Objective |
Copy the entries starting with the line that contains "Where is the firefighter?" and going on through the line that contains "476;209;624;274", swapping every "bounding box" for "enclosing rectangle" and leaving all else unchanged.

* Start Information given *

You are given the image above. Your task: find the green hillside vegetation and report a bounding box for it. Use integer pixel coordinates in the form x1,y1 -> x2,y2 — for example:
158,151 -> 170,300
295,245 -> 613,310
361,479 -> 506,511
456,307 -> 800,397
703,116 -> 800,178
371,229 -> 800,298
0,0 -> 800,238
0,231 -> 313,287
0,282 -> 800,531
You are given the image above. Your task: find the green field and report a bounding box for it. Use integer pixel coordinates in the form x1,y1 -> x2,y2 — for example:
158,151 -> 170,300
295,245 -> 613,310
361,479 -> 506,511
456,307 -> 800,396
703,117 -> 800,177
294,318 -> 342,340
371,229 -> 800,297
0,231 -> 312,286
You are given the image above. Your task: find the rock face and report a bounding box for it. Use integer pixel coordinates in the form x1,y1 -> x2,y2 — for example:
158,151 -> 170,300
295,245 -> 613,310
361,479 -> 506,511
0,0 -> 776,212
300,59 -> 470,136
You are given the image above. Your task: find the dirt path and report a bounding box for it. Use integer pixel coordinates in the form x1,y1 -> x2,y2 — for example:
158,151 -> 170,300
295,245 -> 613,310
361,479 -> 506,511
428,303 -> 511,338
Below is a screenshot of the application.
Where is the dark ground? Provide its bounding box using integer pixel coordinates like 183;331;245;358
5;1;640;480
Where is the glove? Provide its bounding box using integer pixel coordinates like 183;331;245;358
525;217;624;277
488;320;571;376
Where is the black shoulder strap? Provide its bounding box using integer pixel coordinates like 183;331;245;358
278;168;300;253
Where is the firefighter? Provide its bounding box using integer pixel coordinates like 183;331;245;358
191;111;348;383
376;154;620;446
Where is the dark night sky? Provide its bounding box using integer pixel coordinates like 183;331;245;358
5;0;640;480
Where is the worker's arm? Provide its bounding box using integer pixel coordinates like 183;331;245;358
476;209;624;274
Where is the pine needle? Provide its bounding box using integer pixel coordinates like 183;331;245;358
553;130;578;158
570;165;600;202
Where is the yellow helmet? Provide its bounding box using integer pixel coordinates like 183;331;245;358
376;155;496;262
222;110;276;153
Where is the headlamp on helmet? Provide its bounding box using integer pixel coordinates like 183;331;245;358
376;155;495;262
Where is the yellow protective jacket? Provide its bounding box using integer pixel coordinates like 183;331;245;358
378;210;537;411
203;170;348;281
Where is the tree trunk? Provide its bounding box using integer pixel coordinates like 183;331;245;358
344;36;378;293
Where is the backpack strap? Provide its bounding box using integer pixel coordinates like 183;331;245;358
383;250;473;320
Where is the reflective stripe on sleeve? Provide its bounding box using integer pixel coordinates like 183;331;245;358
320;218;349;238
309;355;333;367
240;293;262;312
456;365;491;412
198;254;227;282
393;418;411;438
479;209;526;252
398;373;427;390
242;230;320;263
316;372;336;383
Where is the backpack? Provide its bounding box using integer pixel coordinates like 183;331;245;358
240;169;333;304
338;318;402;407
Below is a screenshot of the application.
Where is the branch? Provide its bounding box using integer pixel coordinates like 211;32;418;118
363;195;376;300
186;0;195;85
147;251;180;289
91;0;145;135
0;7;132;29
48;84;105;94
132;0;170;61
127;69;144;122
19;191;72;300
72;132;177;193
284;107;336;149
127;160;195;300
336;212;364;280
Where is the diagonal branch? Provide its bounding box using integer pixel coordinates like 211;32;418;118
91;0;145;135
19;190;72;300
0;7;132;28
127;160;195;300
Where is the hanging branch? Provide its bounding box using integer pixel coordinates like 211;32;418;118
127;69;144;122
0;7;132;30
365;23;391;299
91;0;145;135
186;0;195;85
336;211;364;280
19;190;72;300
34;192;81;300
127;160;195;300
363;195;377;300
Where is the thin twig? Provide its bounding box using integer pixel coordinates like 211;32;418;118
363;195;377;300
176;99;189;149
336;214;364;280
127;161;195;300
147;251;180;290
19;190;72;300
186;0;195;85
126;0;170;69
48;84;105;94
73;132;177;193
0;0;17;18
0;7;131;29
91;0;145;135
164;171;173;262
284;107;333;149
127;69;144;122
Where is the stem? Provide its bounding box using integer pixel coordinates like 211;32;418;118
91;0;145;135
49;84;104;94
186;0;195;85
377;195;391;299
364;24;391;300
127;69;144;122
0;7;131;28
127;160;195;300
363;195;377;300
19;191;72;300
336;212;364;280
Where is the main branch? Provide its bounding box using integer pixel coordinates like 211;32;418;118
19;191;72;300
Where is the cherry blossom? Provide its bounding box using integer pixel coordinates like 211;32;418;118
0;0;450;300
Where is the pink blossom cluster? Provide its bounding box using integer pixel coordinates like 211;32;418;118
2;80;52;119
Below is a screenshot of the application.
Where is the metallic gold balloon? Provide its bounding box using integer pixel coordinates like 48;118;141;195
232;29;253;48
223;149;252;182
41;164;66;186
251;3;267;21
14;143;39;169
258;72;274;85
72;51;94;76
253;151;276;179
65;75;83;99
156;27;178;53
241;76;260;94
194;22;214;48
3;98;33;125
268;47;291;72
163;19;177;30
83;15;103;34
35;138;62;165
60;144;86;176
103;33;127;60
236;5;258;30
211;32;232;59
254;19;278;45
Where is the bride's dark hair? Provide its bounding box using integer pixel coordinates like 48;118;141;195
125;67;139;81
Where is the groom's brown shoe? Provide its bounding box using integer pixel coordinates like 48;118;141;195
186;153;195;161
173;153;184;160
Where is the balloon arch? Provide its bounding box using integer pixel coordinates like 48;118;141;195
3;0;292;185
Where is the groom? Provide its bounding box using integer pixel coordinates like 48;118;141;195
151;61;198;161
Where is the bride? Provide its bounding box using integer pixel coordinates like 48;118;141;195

* End Information given *

Final result |
Where is the firefighter? Provide its enclosing rectangle using integer pixel coordinates like 183;331;245;358
191;111;348;383
376;154;620;446
Where is the dark night sky? Provide its enclosing rectangle using integer pixel coordinates like 183;331;245;358
5;0;640;480
Where is the worker's arm? Provide its enclosing rectangle using integer pixel coordinates like 183;331;245;358
476;209;624;274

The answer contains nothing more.